» **Set problem a**: Using the audit disclosure text, say whether each statement agrees with it: (i) The Trust's audit fees for the year ended October 31, 2020 were $96,900. (ii) Mr. Fred J. Ricciardi is described as an interested trustee. (iii) The Trust's audit fees were lower for the year ended October 31, 2020 than for the year ended October 31, 2019. Answer each with yes or no and quote the deciding words of the text.

» **Text extract**:
===============

Mr. Fred J. Ricciardi, an independent trustee, is such an audit committee financial expert.
(3) If the registrant provides the disclosure required by paragraph (a)(1) (ii) of this Item, it must explain why it does not have an audit committee financial expert.
Not applicable.
ITEM 4. PRINCIPAL ACCOUNTANT FEES AND SERVICES.
(a) Disclose, under the caption AUDIT FEES, the aggregate fees billed for each of the last two fiscal years for professional services rendered by the principal accountant for the audit of the registrant’s annual financial statements or services that are normally provided by the accountant in connection with statutory and regulatory filings or engagements for those fiscal years.
The audit fees for the Trust were $96,900 payable to Ernst & Young LLP for the year ended October 31, 2020 and $95,000 for the year ended October 31, 2019.
(b) Disclose, under the caption AUDIT-RELATED FEES, the aggregate fees billed in each of the last two fiscal years for assurance and related services by the principal accountant that are reasonably related to the performance of the audit of the registrant’s financial statements and are not reported under paragraph (a) of this Item. Registrants shall describe the nature of the services comprising the fees disclosed under this category.

===============

» **Source records**:
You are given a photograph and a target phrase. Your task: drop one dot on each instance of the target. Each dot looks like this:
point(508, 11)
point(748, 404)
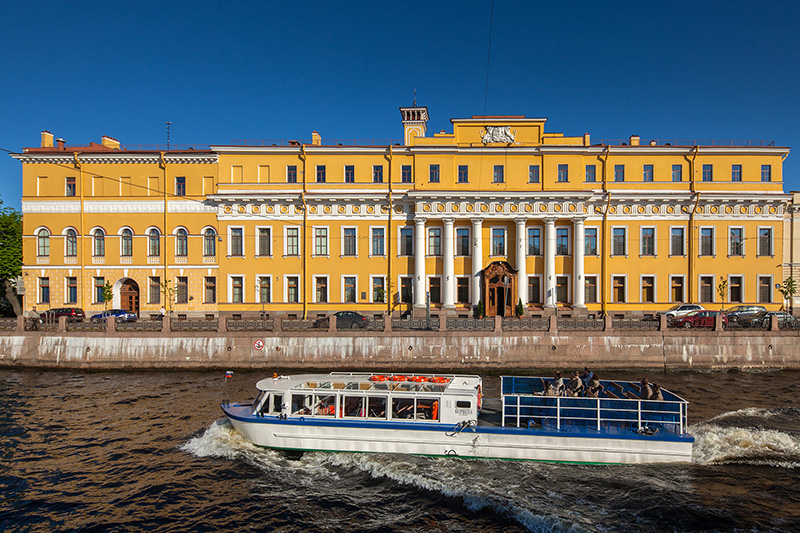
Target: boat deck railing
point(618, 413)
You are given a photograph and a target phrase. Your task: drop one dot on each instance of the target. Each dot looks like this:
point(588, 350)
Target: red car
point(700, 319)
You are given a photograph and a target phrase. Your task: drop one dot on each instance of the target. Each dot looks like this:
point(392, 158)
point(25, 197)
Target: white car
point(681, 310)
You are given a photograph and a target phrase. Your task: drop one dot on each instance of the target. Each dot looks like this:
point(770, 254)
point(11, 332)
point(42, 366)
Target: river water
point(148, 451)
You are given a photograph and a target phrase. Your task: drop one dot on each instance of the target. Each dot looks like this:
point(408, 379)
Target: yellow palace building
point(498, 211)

===============

» **Set problem b**: Copy out the listing from its first line through the line containing "point(148, 451)", inclusive. Leave out the pictures.

» **Correct answer a**:
(i) Yes: "The audit fees for the Trust were $96,900 payable to Ernst & Young LLP for the year ended October 31, 2020"
(ii) No: "Mr. Fred J. Ricciardi, an independent trustee"
(iii) No: "$96,900 payable to Ernst & Young LLP for the year ended October 31, 2020 and $95,000 for the year ended October 31, 2019"

» **Correct answer b**:
You are given a photograph and a target phrase. Your task: drop one dot on each instance of the target. Each dot looks like this:
point(508, 11)
point(748, 404)
Target: boat deck railing
point(618, 413)
You are given a photograph and a target phrase. Your task: drop one dot on each instance of the target. Each dot looks like this:
point(588, 350)
Target: red car
point(700, 319)
You are given a photograph and a target phrase. Your task: drop one dot on each instance of the target. Each dot looks like this:
point(392, 158)
point(25, 197)
Target: white car
point(681, 310)
You are given a photograph and a target phrase. Your task: drop one dot on each instance of the target. Each dot looks like this:
point(770, 254)
point(11, 332)
point(42, 366)
Target: river water
point(148, 451)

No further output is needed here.